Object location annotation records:
---*---

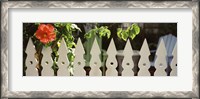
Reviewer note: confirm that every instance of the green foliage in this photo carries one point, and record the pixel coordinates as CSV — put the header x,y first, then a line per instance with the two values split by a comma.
x,y
66,30
102,31
130,32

---*---

EXERCISE PROMPT
Convert each line of the records above into a Markdown table with two columns, Row (the row number) and Line (the line itself), skipping blank lines. Leave the pictures out.

WRITTEN RESPONSE
| Row | Line |
|---|---|
| 1 | Reviewer note: confirm that every instance of the green foliage in this photo carries one point, and record the pixel coordinates as CSV — put the header x,y first, then a line per instance with the two values split by a comma. |
| 2 | x,y |
| 3 | 66,30 |
| 4 | 102,31 |
| 5 | 130,32 |